# Vetassess rejected my priority processing application



## karhl (Aug 28, 2017)

Dear All,

I am a newbie to the forum, hope someone can help me on this....

Vetassess rejected my priority processing application, the reason is they need further research of my qualification and turn me to the normal processing line.

I am applying 511111 contract administrator and it's required at least a diploma as the qualifications. I've got a diploma from Hong Kong, would anyone know what is the criteria of Vetassess judge the comparability of a overseas qualifications?

One more questions, if my qualification have been rejected,I am thinking to get a diploma though RPL, but I am worried about will Vetassess treat my total 13 years working experiences to zero due to they only count working experience after qualified.

A million thanks for the help!


----------



## Sillygos (Jan 29, 2017)

karhl said:


> Dear All,
> 
> I am a newbie to the forum, hope someone can help me on this....
> 
> ...


Could it have something to do with the Chinese Qualifications Verification? I know that if your qualification is from China, they need you to do the Chinese Qualifications Verification before applying for Priority Processing.

Is your qualification from China?


----------



## karhl (Aug 28, 2017)

Sillygos said:


> Could it have something to do with the Chinese Qualifications Verification? I know that if your qualification is from China, they need you to do the Chinese Qualifications Verification before applying for Priority Processing.
> 
> Is your qualification from China?


Thanks for the reply! 

This is from Vetassess web site:

"VETASSESS is authorised by China Higher Education Student Information and Career Center (CHESICC) and China Academic Degrees and Graduate Education Development Center (CDGDC) to verify Chinese education qualifications. We verify Chinese qualification documents obtained in China (except for Macau and Hong Kong) issued after 1981. This service verifies the authenticity of documents and does not compare Chinese qualifications with Australian equivalents."

» **Data extract**
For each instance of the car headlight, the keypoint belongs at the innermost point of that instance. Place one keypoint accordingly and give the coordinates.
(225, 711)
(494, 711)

» **Requirements**
a) Can you write out the part of the Vetassess thread between "I am applying" and "experience after qualified.", inclusive?
b) How would the forum thread about the rejected Vetassess priority processing application go on past its final sentence?
The material is separate from the forum thread about the Vetassess priority processing rejection.

» **Results for each task**
a)
I am applying 511111 contract administrator and it's required at least a diploma as the qualifications. I've got a diploma from Hong Kong, would anyone know what is the criteria of Vetassess judge the comparability of a overseas qualifications?

One more questions, if my qualification have been rejected,I am thinking to get a diploma though RPL, but I am worried about will Vetassess treat my total 13 years working experiences to zero due to they only count working experience after qualified.

b)
My qualifications is from Hong Kong so I think it is no need for Chinese verification.


----------



## Sillygos (Jan 29, 2017)

karhl said:


> Thanks for the reply!
> 
> This is from Vetassess web site:
> 
> ...


Ok; not then it seems like it shouldn't be necessary. Is your qualification from a well known school otherwise it might be that they need more time to verify it's standards.


----------



## andrea_m (Sep 11, 2014)

Hi, I too am planning to submit my assessment for 511111 contract administrator. Do let me know the AQF Diploma guidelines. Do I need a diploma for 1-2 years or will a professional vendor certification help? with 10 years experience


----------



## shivam7106 (Aug 15, 2016)

andrea_m said:


> Hi, I too am planning to submit my assessment for 511111 contract administrator. Do let me know the AQF Diploma guidelines. Do I need a diploma for 1-2 years or will a professional vendor certification help? with 10 years experience


Hi,

Diploma will be only counted equivalent to AQF, if its of 2 years or more.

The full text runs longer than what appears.